◆ **What the task requires**: Could you give back every entry below exactly, with the pictures dropped?

◆ **Extracted information**:
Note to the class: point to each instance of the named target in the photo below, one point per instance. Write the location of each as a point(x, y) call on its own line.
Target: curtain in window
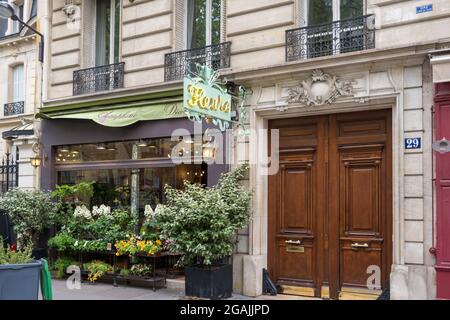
point(103, 32)
point(196, 24)
point(18, 83)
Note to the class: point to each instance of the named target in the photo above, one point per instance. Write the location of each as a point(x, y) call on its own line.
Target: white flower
point(148, 212)
point(101, 211)
point(82, 211)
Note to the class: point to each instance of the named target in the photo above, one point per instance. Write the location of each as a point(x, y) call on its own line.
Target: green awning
point(123, 115)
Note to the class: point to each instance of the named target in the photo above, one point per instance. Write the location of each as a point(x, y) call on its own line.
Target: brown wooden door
point(330, 203)
point(296, 203)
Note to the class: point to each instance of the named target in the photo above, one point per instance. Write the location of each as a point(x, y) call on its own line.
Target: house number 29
point(413, 143)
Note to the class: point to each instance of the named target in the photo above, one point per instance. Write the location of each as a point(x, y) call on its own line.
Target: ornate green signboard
point(206, 98)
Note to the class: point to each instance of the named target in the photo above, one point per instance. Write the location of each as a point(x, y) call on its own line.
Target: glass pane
point(111, 187)
point(351, 9)
point(103, 32)
point(117, 33)
point(151, 185)
point(320, 11)
point(3, 27)
point(190, 151)
point(215, 16)
point(94, 152)
point(196, 21)
point(18, 87)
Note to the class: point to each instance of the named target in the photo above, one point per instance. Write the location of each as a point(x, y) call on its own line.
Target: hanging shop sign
point(206, 98)
point(125, 116)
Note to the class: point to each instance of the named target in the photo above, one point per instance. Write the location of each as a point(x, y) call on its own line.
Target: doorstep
point(176, 283)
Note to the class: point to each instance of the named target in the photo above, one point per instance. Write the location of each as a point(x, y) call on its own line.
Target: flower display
point(134, 245)
point(102, 211)
point(82, 212)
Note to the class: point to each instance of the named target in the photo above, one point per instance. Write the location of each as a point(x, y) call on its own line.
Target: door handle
point(293, 242)
point(357, 245)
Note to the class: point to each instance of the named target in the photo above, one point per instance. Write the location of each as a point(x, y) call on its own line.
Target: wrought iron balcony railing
point(331, 38)
point(97, 79)
point(14, 108)
point(181, 63)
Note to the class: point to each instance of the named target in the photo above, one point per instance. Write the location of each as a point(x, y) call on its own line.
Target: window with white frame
point(203, 23)
point(324, 11)
point(107, 32)
point(18, 83)
point(19, 12)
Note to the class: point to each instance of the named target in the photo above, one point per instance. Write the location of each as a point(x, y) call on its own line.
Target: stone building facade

◆ **Answer area**:
Note to the class: point to each instance of the named target in the photo below, one point per instance. Write the location of each as a point(x, y) call on its own line.
Target: curtain in window
point(103, 32)
point(196, 24)
point(18, 83)
Note to the class: point to each instance of the named target in the photo above, one point per instance. Write the location of each as a point(x, y) call on its own line.
Target: white flower
point(148, 212)
point(101, 211)
point(82, 211)
Note to the class: point to each instance of the named target in the photo above, one point per instance. Write the location of each as a point(x, y) call on its own line.
Target: green awning
point(123, 115)
Note to the class: point to each instance of the named target in the photo above, one point per instance. Write the location of each as a point(x, y) call on its own line.
Target: brown wooden door
point(330, 203)
point(296, 203)
Note to the class: point to each instance of the named target in the photo above, one point per instance. Write the location of each as a point(x, y) call on its own line.
Target: house number 29
point(413, 143)
Note to the class: point to each instance of the named target in the photo above, one point per instance. Write the location of each as a point(x, y) call on its own line.
Target: ornate green signboard
point(206, 98)
Note to the class: point to each instance of the named target in the photo above, one point per instance. Write the location of each as a point(x, y) call on its own line.
Target: glass pane
point(111, 187)
point(351, 9)
point(103, 32)
point(117, 33)
point(151, 185)
point(320, 11)
point(3, 27)
point(190, 151)
point(215, 16)
point(94, 152)
point(196, 21)
point(18, 87)
Note to the class: point to each instance of the named target in the photo above, one point per instance. Write the location of each as a point(x, y) call on its own line.
Target: hanging shop sign
point(206, 98)
point(125, 116)
Note to the class: point to each instance of the named target in the photo above, one point per instance. Write the location of each as a point(x, y) call on its own line.
Target: doorstep
point(176, 283)
Note to the class: point to each instance of the named target in the photo above, one point per instance. Write the location of each as a point(x, y) call on its own line.
Target: flower display
point(134, 245)
point(102, 211)
point(82, 212)
Note to the class: point to each instance of the named target in the photo above, one point per instance. Write the location of each as a point(x, y) call on its own line.
Target: door handle
point(293, 242)
point(357, 245)
Note to the class: point to each instance of the named target in the photo above, one point per instance. Write the location of each as a point(x, y) call on its own line.
Target: wrought iron balcony railing
point(331, 38)
point(97, 79)
point(14, 108)
point(181, 63)
Note to the class: point to each instance of the named target in the photo above, one point per instance. Write the location of each as a point(x, y) call on its own line.
Target: window with white frame
point(203, 23)
point(324, 11)
point(107, 32)
point(18, 83)
point(19, 12)
Note to the class: point to each instance of the named target in the photo above, one point per instance. Write the location of each as a point(x, y) call on its own line.
Target: stone building facade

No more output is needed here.